TEXT TO READ:
________________________

# Funny tortoise/turtle jokes....



## ascott

Q. Where do you find a tortoise with no legs?

A. Where you left it!

Q: What did the snail say on the tortoise's back?

A: Weeeeeee!


A baby tortoise was standing at the bottom of a large tree and with a deep sigh, started to climb. About an hour later, he reached a very high branch and walked along to the end.

He turned and spread all four and launched himself off the branch.On landing at the bottom in a pile of soft, dead leaves, he shook himself off, walked back to the bottom of the tree and with a sigh started to climb.

About an hour later, he again reached the very high branch, walked along, turned, spread all four and flung himself off the branch. Again, he landed on the bottom, shook himself off, went to the bottom of the tree, sighed and started climbing.

Watching these proceedings from the end of the branch were two little birds.

________________________

Carry on the tortoise joke thread above, starting right after its last sentence. The items that follow the tortoise joke thread play no part in this exercise.

[Dataset excerpts on object pointing]
________________________

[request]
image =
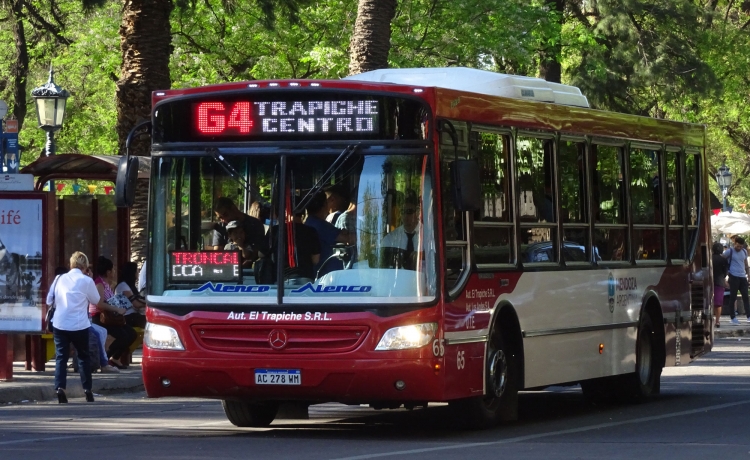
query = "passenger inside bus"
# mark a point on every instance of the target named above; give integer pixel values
(328, 235)
(238, 242)
(301, 257)
(400, 246)
(226, 211)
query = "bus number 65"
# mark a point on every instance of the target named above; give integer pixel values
(438, 347)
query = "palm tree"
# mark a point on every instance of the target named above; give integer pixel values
(371, 39)
(146, 46)
(145, 43)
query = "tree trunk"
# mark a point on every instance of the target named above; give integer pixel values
(371, 39)
(20, 66)
(549, 57)
(145, 43)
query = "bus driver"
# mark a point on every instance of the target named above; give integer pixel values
(405, 238)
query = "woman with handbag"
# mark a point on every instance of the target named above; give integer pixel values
(70, 295)
(135, 316)
(110, 312)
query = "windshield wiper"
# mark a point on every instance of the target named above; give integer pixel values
(335, 166)
(234, 174)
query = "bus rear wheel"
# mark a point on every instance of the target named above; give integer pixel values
(247, 415)
(636, 386)
(645, 381)
(500, 401)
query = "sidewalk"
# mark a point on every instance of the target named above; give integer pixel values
(30, 386)
(728, 329)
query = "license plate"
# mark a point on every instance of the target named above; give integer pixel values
(278, 377)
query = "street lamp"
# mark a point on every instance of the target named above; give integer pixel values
(50, 109)
(724, 178)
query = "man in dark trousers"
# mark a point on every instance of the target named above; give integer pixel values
(738, 271)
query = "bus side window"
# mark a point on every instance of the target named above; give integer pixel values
(645, 203)
(454, 221)
(610, 224)
(692, 197)
(675, 220)
(574, 202)
(493, 235)
(537, 213)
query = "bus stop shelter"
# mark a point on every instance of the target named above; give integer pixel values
(86, 221)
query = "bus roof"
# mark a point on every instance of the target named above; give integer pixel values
(481, 82)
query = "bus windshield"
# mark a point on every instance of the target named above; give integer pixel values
(347, 227)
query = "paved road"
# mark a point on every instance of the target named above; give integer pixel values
(703, 413)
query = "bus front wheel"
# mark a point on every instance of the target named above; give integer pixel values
(246, 415)
(500, 401)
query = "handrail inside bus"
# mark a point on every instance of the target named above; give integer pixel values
(227, 166)
(335, 166)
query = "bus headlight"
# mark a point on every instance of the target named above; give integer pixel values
(405, 337)
(161, 337)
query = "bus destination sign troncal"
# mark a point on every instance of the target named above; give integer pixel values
(203, 266)
(249, 118)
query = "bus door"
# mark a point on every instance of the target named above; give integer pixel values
(466, 323)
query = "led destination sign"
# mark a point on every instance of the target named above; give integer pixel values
(199, 267)
(246, 117)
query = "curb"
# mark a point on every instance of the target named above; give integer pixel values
(730, 333)
(43, 390)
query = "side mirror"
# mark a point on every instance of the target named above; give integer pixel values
(467, 190)
(127, 176)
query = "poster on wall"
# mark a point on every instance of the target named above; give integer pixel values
(21, 239)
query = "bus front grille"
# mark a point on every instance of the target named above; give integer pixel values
(279, 339)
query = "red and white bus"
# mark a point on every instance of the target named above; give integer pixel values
(553, 244)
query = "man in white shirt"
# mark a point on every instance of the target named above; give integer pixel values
(406, 237)
(142, 279)
(71, 294)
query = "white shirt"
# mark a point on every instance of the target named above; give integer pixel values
(72, 294)
(398, 239)
(142, 277)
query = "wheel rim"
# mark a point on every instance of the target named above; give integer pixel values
(644, 358)
(498, 374)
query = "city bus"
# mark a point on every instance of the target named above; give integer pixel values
(548, 244)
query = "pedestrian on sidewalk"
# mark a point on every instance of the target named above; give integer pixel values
(721, 267)
(738, 271)
(71, 295)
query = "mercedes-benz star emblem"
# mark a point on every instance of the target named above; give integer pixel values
(277, 338)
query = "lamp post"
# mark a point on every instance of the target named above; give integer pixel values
(50, 109)
(724, 178)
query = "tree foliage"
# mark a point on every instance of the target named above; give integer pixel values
(687, 60)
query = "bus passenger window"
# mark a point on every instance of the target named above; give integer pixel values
(607, 194)
(675, 236)
(537, 213)
(493, 223)
(574, 203)
(692, 194)
(645, 203)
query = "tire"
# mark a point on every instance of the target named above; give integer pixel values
(500, 401)
(248, 415)
(646, 380)
(637, 386)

________________________

SOLVED EXERCISE:
Mommy bird turned to Daddy bird and said, "Don't you think it's time we told him he was adopted?"


A disturbed tortoise crawls into a police station.

"I've been robbed by a murderous gang of snails, he announces.

"Calm down," says a cop. "Just tell us everything that happened."

"That's difficult," says the tortoise. "It all happened so fast!"


----------



## terryo

Hahahahahaha! Very good!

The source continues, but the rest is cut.